__Texte source__:
※ ※ ※

Pour une enfance qui joue et qui rêve

Publié le 2 Mai 2018

Le système dans lequel nous vivons est inhumain et brutal. C'est un système infanticide, un champ de mines que nous devons désamorcer.

Par : Eugenia Gutiérrez, Colectivo RZ.

Mexique, avril 2018.

Ses yeux sont déconcertés. Ils brillent et s'éteignent en même temps. Ils maintiennent fermement un regard qui est et puis n'est pas. Elle n'est qu'une enfant de plus dans une ville d'un pays plein d'inégalités. Nous ne connaissons pas son nom. Nous la voyons dans la série El comienzo de la vida/Le commencement de la vie réalisée par Estela Renner. Le chapitre s'intitule "Enfance refusée". Dans une pauvreté totale, on la voit prendre soin de son frère de six ans et d'une sœur encore plus jeune. Sa mère travaille. Son père n'est pas là. Elle a dix ans et ne sait pas jouer. L'après-midi et le soir, elle est mère et père dans un environnement de toit fragile, sans terre, sans santé ou nourriture, sans paix et tranquillité. Comme des étoiles lointaines, ses yeux scintillent devant les questions d'un intervieweur. Ils brillent, ils s'estompent, ils brillent. La fille dit que ce qu'elle aime le plus dans la journée, c'est d'aller à l'école. Quand l'intervieweur demande : "Quel est ton plus grand rêve ?" la fille s'émeut. Ses yeux brillent et brillent lorsque la petite fille répond avec un sourire : "Je n'ai pas de rêves." Après un bref silence, ses yeux intenses s'estompent à nouveau.

Les rapports les plus récents d'institutions financières internationales comme l'UNICEF et la Banque mondiale, qui sont très préoccupés par la rentabilité, mettent en garde contre l'augmentation de la pauvreté parmi les populations d'enfants dans le monde entier. En ces jours de célébration de l'enfance, quelque 400 millions d'enfants vivent dans l'extrême pauvreté, dont la moitié ont faim. Plus de 50 millions d'enfants ont été déplacés par la guerre et ont perdu leurs racines. Plus de 20 millions d'enfants ne reçoivent aucune éducation et n'ont aucun accès aux services de santé. On estime que 15 000 enfants de moins de cinq ans meurent chaque jour de causes liées à la pauvreté, soit quelque 5,5 millions par an. Si nous continuons à ce rythme, d'ici 2030, nous aurons laissé 70 millions d'enfants de plus mourir de faim et de maladies associées, avant leur cinquième anniversaire.

En revanche, la dépendance au sucre et aux glucides que les sociétés de consommation provoquent chez leurs filles et leurs fils a fait que le nombre d'enfants obèses est supérieur au nombre d'enfants souffrant de malnutrition et s'approche de celui des enfants en situation de famine. Selon les derniers rapports de l'Organisation mondiale de la santé, 124 millions de personnes âgées de 5 à 19 ans sont obèses et auront du mal à mener une vie saine. Nous sommes donc confrontés à la première génération d'enfants, qui va de la faim à l'indigestion.

※ ※ ※

__Données enregistrées__:
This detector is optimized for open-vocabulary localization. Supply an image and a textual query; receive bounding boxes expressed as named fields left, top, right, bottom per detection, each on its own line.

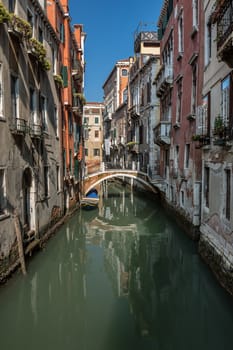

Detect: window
left=180, top=190, right=184, bottom=207
left=56, top=165, right=61, bottom=192
left=9, top=0, right=15, bottom=12
left=68, top=111, right=73, bottom=135
left=59, top=23, right=65, bottom=43
left=11, top=75, right=19, bottom=118
left=69, top=149, right=73, bottom=174
left=39, top=96, right=48, bottom=132
left=205, top=23, right=212, bottom=65
left=29, top=88, right=36, bottom=124
left=225, top=169, right=231, bottom=220
left=191, top=63, right=197, bottom=115
left=121, top=69, right=128, bottom=77
left=84, top=129, right=89, bottom=140
left=44, top=165, right=49, bottom=198
left=204, top=167, right=210, bottom=208
left=193, top=0, right=199, bottom=28
left=174, top=145, right=180, bottom=171
left=61, top=66, right=68, bottom=88
left=176, top=79, right=182, bottom=123
left=27, top=9, right=34, bottom=30
left=54, top=106, right=59, bottom=137
left=178, top=13, right=184, bottom=54
left=63, top=148, right=66, bottom=176
left=52, top=47, right=57, bottom=74
left=123, top=89, right=128, bottom=103
left=221, top=75, right=230, bottom=123
left=146, top=82, right=151, bottom=103
left=38, top=27, right=44, bottom=44
left=83, top=117, right=89, bottom=125
left=0, top=62, right=4, bottom=118
left=93, top=148, right=100, bottom=157
left=185, top=143, right=190, bottom=169
left=0, top=169, right=6, bottom=215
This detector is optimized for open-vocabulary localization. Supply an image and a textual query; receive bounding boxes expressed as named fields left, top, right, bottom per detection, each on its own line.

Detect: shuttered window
left=61, top=66, right=68, bottom=88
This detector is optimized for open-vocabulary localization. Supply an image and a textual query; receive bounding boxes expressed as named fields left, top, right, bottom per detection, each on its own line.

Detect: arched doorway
left=22, top=168, right=32, bottom=230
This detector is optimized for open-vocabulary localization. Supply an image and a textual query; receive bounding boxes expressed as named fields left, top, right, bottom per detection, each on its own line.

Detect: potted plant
left=0, top=3, right=10, bottom=23
left=28, top=38, right=51, bottom=70
left=10, top=14, right=32, bottom=39
left=213, top=115, right=226, bottom=137
left=73, top=92, right=86, bottom=105
left=53, top=74, right=63, bottom=86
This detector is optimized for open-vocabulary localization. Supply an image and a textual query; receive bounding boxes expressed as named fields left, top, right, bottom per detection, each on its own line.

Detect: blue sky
left=69, top=0, right=163, bottom=102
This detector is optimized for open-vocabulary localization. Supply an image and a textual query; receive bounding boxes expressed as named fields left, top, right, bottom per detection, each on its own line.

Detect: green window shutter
left=74, top=159, right=79, bottom=180
left=158, top=28, right=163, bottom=40
left=61, top=66, right=68, bottom=87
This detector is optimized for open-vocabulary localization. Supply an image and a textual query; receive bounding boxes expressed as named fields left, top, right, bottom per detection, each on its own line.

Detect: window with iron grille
left=225, top=169, right=231, bottom=220
left=0, top=169, right=6, bottom=215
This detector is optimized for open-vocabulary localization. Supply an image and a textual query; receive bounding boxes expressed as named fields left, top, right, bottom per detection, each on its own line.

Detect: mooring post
left=14, top=210, right=26, bottom=275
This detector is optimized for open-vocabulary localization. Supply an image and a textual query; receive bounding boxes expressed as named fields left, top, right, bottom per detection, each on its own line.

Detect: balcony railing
left=10, top=118, right=27, bottom=135
left=154, top=121, right=171, bottom=146
left=156, top=65, right=173, bottom=97
left=30, top=123, right=42, bottom=138
left=129, top=104, right=140, bottom=118
left=212, top=0, right=233, bottom=68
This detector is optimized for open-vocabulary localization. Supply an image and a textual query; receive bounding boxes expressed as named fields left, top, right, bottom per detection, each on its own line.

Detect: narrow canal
left=0, top=184, right=233, bottom=350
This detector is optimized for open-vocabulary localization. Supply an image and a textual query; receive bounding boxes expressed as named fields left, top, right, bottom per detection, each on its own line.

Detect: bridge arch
left=84, top=172, right=158, bottom=195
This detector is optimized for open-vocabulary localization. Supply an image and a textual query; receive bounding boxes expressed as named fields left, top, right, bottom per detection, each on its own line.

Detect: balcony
left=212, top=116, right=233, bottom=146
left=129, top=104, right=140, bottom=118
left=154, top=121, right=171, bottom=146
left=212, top=0, right=233, bottom=68
left=155, top=65, right=173, bottom=97
left=10, top=118, right=27, bottom=135
left=30, top=123, right=42, bottom=138
left=134, top=31, right=158, bottom=52
left=103, top=112, right=112, bottom=122
left=126, top=141, right=139, bottom=153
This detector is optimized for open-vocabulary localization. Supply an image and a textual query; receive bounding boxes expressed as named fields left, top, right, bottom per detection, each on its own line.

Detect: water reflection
left=0, top=186, right=233, bottom=350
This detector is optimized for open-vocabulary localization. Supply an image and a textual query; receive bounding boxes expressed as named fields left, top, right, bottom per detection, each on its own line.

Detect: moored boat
left=81, top=188, right=99, bottom=210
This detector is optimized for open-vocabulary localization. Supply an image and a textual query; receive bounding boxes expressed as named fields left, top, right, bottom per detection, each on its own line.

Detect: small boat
left=81, top=188, right=99, bottom=210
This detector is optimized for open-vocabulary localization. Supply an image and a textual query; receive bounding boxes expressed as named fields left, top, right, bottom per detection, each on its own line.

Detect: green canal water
left=0, top=185, right=233, bottom=350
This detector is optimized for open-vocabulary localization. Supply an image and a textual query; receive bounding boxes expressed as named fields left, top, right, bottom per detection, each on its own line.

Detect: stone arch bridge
left=83, top=169, right=162, bottom=196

※ ※ ※

__Exercice 1__: D'après l'article sur l'enfance, combien d'enfants de moins de cinq ans meurent chaque jour de causes liées à la pauvreté ?
__Exercice 2__: Recopiez mot pour mot le passage de l'article sur l'enfance qui va de « Pour une enfance » à « Gutiérrez, Colectivo RZ. ».

__Zone de réponse 1__: Environ 15 000 enfants.

__Zone de réponse 2__:
Pour une enfance qui joue et qui rêve

Publié le 2 Mai 2018

Le système dans lequel nous vivons est inhumain et brutal. C'est un système infanticide, un champ de mines que nous devons désamorcer.

Par : Eugenia Gutiérrez, Colectivo RZ.